### Çalışma talimatı:
Yakarış konulu metinde "KONU: YAKARIŞ" ile başlayıp "ve celle beklemektedir." ifadesine kadar süren bölümü, bu ifade de dahil olmak üzere, hiçbir değişiklik yapmadan kopyalayın.

### Okuma parçası:
****************
KONU: YAKARIŞ
(Bursa/Görükle Gençlik Merkezi 28.Şubat.2020 tarihli söyleşiden kesitler)
Konu başlığımız olan ''yakarış'' Allah azze ve celle ile iletişimde artık epeyce ileri versiyonlarında, kişinin yaşadığı bir duygu hali. Kulun bu yakarış haline istekliliği, sadece kuldan yana olan bir şey de değil. İşin doğrusu Cenab-ı Hak da isteklidir; hatta kullardan çoğu isteğini kaybedebilir. Allah azze ve celle isteğini kaybetmez. Yani siz bıkıp masayı yıkmadıkça, Allah azze ve celle bıkıp, size olan çağrısından yana vazgeçmez. Dolayısıyla, bu ilişkide bir kopan oluyorsa veya bu ilişki kopuyorsa bu kesinlikle kuldan yana kopuyordur. Allah azze ve celle, zaten hep kulunu beklemektedir. Kul ne kadar günahkar olursa olsun, kul ne kadar mesafeyi açmış olursa olsun,o kadar çok yanlışa düşmüş, bunalmış olursa olsun Allah azze ve celle beklemektedir.
Ayette Cenab-ı Hak; ''tedarraun'' diyor ''yakararak'' (A’râf /55 Alıntı) Rabbinize yakararak seslenin!
Bu dua biçimi kula yakışır… Niye peki kul yakararak Cenab-ı Hakk’a seslensin ki? Yani hiçbir suçu yoksa, hiçbir yanlış yapmamışsa, böyle Cenab-ı Hak kendisini bununla tatmin mi etmek istiyor? denilirse…
Deriz ki; Böyle bir kul yok ki... yani hiç yanlışı olmayan yok! Dolayısıyla, dümdüz, omuz hizasında sanki, öyle Cenab-ı Hakk’a sesleneceğimiz bir “Kul ve Allah İlişkisi” düşünemeyiz. Çünkü bildiğimiz bütün kullar günahkardır. Günahkar olunca da suç işlemiş olanın tavrı elbetteki “tedarrau” olur. Yakarma, pişmanlık, utangaçlık, nedamet..
****************
### Verilen veriler:
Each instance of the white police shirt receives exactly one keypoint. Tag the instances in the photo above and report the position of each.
****************
### Alıştırmanın sonucu:
KONU: YAKARIŞ
(Bursa/Görükle Gençlik Merkezi 28.Şubat.2020 tarihli söyleşiden kesitler)
Konu başlığımız olan ''yakarış'' Allah azze ve celle ile iletişimde artık epeyce ileri versiyonlarında, kişinin yaşadığı bir duygu hali. Kulun bu yakarış haline istekliliği, sadece kuldan yana olan bir şey de değil. İşin doğrusu Cenab-ı Hak da isteklidir; hatta kullardan çoğu isteğini kaybedebilir. Allah azze ve celle isteğini kaybetmez. Yani siz bıkıp masayı yıkmadıkça, Allah azze ve celle bıkıp, size olan çağrısından yana vazgeçmez. Dolayısıyla, bu ilişkide bir kopan oluyorsa veya bu ilişki kopuyorsa bu kesinlikle kuldan yana kopuyordur. Allah azze ve celle, zaten hep kulunu beklemektedir. Kul ne kadar günahkar olursa olsun, kul ne kadar mesafeyi açmış olursa olsun,o kadar çok yanlışa düşmüş, bunalmış olursa olsun Allah azze ve celle beklemektedir.